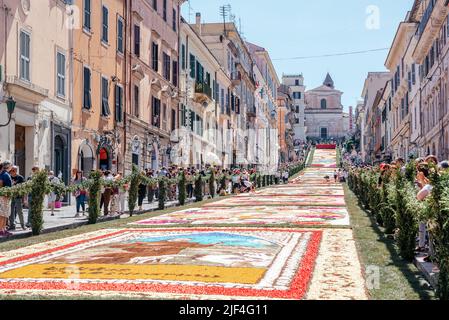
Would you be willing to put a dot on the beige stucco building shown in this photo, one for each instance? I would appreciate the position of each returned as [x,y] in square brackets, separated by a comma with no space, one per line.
[200,95]
[35,69]
[99,84]
[152,99]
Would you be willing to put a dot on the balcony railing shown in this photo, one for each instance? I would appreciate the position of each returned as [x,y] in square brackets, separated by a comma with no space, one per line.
[203,88]
[236,78]
[426,17]
[251,111]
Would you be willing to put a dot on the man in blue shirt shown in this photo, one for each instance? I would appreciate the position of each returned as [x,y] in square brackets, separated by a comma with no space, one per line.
[5,202]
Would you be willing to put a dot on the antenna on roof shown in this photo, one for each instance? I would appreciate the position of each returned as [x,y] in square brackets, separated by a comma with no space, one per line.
[224,12]
[190,12]
[242,34]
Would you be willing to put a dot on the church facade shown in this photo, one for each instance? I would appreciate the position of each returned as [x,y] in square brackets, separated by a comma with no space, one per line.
[324,116]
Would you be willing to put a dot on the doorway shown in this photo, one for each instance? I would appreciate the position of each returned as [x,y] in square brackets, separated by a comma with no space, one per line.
[19,155]
[105,163]
[323,133]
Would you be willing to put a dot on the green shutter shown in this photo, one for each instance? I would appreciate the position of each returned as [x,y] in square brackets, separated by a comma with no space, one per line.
[192,66]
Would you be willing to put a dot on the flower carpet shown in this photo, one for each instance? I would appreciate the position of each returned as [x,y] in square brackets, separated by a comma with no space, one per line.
[229,249]
[263,215]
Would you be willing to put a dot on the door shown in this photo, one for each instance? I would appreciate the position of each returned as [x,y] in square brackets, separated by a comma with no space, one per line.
[19,155]
[323,133]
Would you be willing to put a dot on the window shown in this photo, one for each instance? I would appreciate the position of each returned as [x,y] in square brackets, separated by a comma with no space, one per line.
[175,73]
[60,74]
[183,57]
[166,66]
[175,21]
[192,66]
[222,96]
[87,14]
[173,119]
[137,40]
[183,115]
[136,101]
[105,19]
[323,104]
[156,121]
[135,159]
[155,56]
[24,56]
[105,111]
[164,116]
[118,103]
[120,28]
[87,98]
[323,133]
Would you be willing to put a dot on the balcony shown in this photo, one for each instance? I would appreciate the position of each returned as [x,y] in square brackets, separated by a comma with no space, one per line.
[251,111]
[236,78]
[203,93]
[433,18]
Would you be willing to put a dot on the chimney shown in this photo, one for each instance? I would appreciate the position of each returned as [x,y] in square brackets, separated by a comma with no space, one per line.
[198,22]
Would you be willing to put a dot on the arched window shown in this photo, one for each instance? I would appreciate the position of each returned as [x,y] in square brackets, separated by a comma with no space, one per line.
[323,104]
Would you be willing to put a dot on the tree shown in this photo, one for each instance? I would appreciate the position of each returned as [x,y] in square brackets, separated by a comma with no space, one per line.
[199,188]
[133,189]
[38,191]
[182,189]
[212,190]
[162,192]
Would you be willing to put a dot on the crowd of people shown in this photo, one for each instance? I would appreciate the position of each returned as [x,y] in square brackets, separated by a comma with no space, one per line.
[420,170]
[113,199]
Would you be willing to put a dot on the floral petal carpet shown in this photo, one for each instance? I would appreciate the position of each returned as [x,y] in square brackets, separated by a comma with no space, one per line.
[229,249]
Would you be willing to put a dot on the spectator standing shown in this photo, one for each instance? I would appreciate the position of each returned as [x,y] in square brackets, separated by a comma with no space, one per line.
[52,197]
[80,193]
[16,203]
[5,202]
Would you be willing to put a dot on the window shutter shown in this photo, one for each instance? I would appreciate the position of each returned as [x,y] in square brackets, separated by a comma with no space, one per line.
[192,66]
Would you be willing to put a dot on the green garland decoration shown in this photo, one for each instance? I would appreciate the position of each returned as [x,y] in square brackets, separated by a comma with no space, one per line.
[39,188]
[182,189]
[198,189]
[162,192]
[95,196]
[134,189]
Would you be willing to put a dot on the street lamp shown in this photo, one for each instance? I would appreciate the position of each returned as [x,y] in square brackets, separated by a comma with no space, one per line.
[11,105]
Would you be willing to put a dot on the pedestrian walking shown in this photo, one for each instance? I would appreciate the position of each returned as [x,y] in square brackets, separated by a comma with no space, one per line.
[16,203]
[5,202]
[80,193]
[52,197]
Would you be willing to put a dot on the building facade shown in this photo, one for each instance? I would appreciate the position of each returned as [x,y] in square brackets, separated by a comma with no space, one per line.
[98,86]
[265,127]
[324,112]
[286,123]
[228,47]
[35,70]
[296,83]
[372,90]
[152,99]
[200,102]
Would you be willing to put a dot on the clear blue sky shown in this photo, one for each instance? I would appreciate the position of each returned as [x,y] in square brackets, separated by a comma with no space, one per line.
[298,28]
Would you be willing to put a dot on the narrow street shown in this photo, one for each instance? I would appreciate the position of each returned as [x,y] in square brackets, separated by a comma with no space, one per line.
[286,242]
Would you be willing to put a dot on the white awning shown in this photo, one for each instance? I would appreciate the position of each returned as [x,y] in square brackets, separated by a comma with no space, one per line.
[212,158]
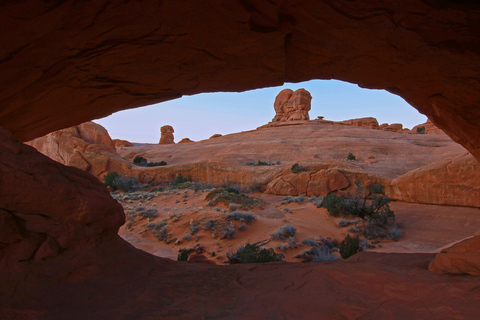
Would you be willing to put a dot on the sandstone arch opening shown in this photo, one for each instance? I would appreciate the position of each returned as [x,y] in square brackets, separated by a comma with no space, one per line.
[65,62]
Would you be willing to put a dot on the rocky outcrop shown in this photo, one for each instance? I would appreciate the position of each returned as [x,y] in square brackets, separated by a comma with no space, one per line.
[292,106]
[87,146]
[451,182]
[185,140]
[461,258]
[166,135]
[369,122]
[122,143]
[394,127]
[428,126]
[47,208]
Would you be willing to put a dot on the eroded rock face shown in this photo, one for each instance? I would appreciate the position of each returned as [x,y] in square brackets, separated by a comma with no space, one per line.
[292,105]
[87,146]
[368,122]
[166,135]
[47,208]
[450,182]
[100,58]
[461,258]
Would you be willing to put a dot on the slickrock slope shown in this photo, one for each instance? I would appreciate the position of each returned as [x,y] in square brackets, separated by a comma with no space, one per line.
[77,61]
[87,146]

● ● ● ● ●

What the exercise asks: In this exercise, set down all of the data exactly, without the pictures.

Exercise output:
Would you be willing to put a dot on the beige stucco building shown in this photo, one for each instance? I would appreciate the position of each returned as [x,y] in square brackets, separated by a comma with no space, one per line.
[200,95]
[35,69]
[99,84]
[152,99]
Would you be willing to put a dot on the balcony railing shown in this photo, one for each instance? I would appreciate the position of each returned as [x,y] in square brackets, separated by a comma with no space, one per line.
[203,88]
[236,78]
[426,17]
[251,111]
Would you be willing to put a dot on the man in blue shirt shown in this photo, one for each instance? I would appreciate the position of each returned as [x,y] in square brackets, separated by a comma with no space, one per line.
[5,202]
Would you be willing to put a dot on the antenna on roof shown in this photo, one for each instance? I would appreciate the position of each returned as [x,y] in square brackets, separated by a comma with no space, one per line.
[224,12]
[190,12]
[242,34]
Would you be willing to put a dot on the church facade shown in this photo, one for each instance? I would appreciate the position of each returned as [x,y] in square brackets, separated by a comma with no space, one per line.
[324,116]
Would you be willing to put a dot on the doorway shown in this photo, one for each instance? I would appreciate the position of each returned as [x,y] in square brackets, separated by a comma with no space, one per line.
[19,155]
[105,163]
[323,133]
Would you be willing to put a dot on the green shutter shown in this photo, one for each instance? I would appreciate the position of each returned as [x,y] in square brackets, separated by a comma with no space, one per line.
[192,66]
Would you be willing to put a dot on the flower carpet shown in this photo, one for each instance? I would appreciate the position of each returned as [x,y] in square brackets, separated by a comma with no space, one per line.
[229,249]
[263,215]
Would you be willing to put a dot on the door shown in this photo, one for each instance? I would appreciate the position of each returned as [x,y] in square brackets, separated by a comma with no space, one per line.
[19,155]
[323,133]
Would you be willing to put a dot on the window shown in this photo, one for each instance? I would appreciate the position of each returned as [x,y] in square brackets, separated by a comma with no space, one per line.
[175,73]
[60,74]
[183,57]
[166,66]
[175,21]
[192,66]
[222,96]
[87,14]
[173,119]
[137,40]
[183,115]
[136,101]
[105,19]
[323,104]
[156,121]
[135,159]
[155,56]
[24,56]
[105,111]
[164,116]
[118,103]
[120,28]
[87,98]
[323,133]
Would you be willing to put a dot on the balcony shown in this photo, one for each instance? I would appreciate the position of each returned as [x,y] in square brackets, separated by a comma with no space, one per line.
[251,111]
[236,78]
[203,93]
[433,18]
Would you be willing to put a dot on the chimney shown in this photo, one for each instance? I would appreciate the position of each returned as [x,y] in square brackets, separated by a comma with no space, one per line.
[198,22]
Would you be willing to put a dot on the arched window shown in this photo, one for each instance? I would appreciate the position of each returned as [x,y] in square brackets, separated by a comma with no space, one per line.
[323,104]
Would you be willing to put a dot on the tree shown in this photo, one for each instance? I would appreciate the position of each returned as [x,y] in square brackets, separated by a comma with no space, one per line.
[199,188]
[133,189]
[38,191]
[182,189]
[212,190]
[162,192]
Would you be willing to put a dot on the crowd of people shown in this photo, one for each instance? I would appreciate the position of each returned as [x,y] in square brackets, separated by a comma with no space, one per line.
[420,170]
[113,199]
Would you be willing to put a dot on the floral petal carpet shown in this photo, one for each instance? I would appreciate the position of each returned as [x,y] in square brackets, separated by a comma with no space, one per line.
[229,249]
Would you be willing to put a dot on the spectator standing shown in this photo, one for each instance? I would appreciate the position of each returned as [x,y] in square brackets, separated by a comma with no space, one per line.
[52,197]
[80,193]
[16,203]
[5,202]
Would you be willing to put a dot on the window shutter shown in this photo, one for each instance? I would appreciate the position of each returned as [x,y] in square brackets, separated by a comma with no space, one per line.
[192,66]
Would you be willing to put a dot on the green garland decoration shown in this photo, one for each instance? I would appreciate the position of each returned as [x,y] in square brackets, separated by a comma with no space, one per line.
[39,188]
[182,189]
[198,189]
[162,192]
[95,196]
[134,189]
Would you be willing to put a dot on the street lamp shown in this photo, one for each instance? I would appreciate the position of each returned as [x,y] in square brackets, separated by a comma with no space, one per line.
[11,105]
Would you be willing to put a dot on the pedestrian walking shown in this photo, one for each instance? I would appreciate the position of each returned as [x,y] in square brackets, separated by a comma with no space, one per line.
[16,203]
[5,202]
[80,193]
[52,197]
Would you be willing to put a dot on the building facade shown in this photo, one for each instance? I would appreciate the position of each returned as [x,y] in square brackets, separated by a comma with no space, one per line.
[98,86]
[265,127]
[324,112]
[286,123]
[228,47]
[35,70]
[296,83]
[372,90]
[152,99]
[200,102]
Would you be willing to put a dot on the clear blue sky shown in this photo, one for each instance? I would appreciate the position of each returned as [x,y] in square brackets, separated by a comma with no space, one per line.
[298,28]
Would you be willing to put a dot on the narrow street shown in this photo, one for each instance? I would appreciate the position of each returned as [x,y] in square brackets, separated by a comma with no space, one per line.
[286,242]
Would you be willing to put a dot on the white awning shown in this photo, one for each instance? I would appreciate the position of each returned as [x,y] in square brackets, separated by a comma with no space, one per line.
[212,158]
Would you be willing to put a dot on the sandstone arch opening shown in this photo, one for each instance? I would appreciate the position of each returned as [x,y] in square brackets, separated by a comma with no space, one per line.
[65,62]
Would you be willing to put a dot on the rocky outcrop shown in this photo, one for each instance? I would appreciate the position of each returned as [x,y] in square brackets, separated by a comma with no space, one per line.
[292,106]
[87,146]
[451,182]
[185,140]
[461,258]
[166,135]
[369,122]
[122,143]
[394,127]
[428,126]
[47,208]
Would you be willing to put a dot on the eroded rock face shown in this photo, one for each instance? I would appreciate the position of each returned as [x,y] in square brackets, separated by a comma with no space, one per line.
[292,105]
[87,146]
[368,122]
[166,135]
[47,208]
[450,182]
[100,58]
[461,258]
Would you be willing to put a dot on the slickrock slope shown in this photo, one for each instance? I would appreciate the position of each returned as [x,y] in square brackets, separated by a comma with no space, one per line.
[77,61]
[87,146]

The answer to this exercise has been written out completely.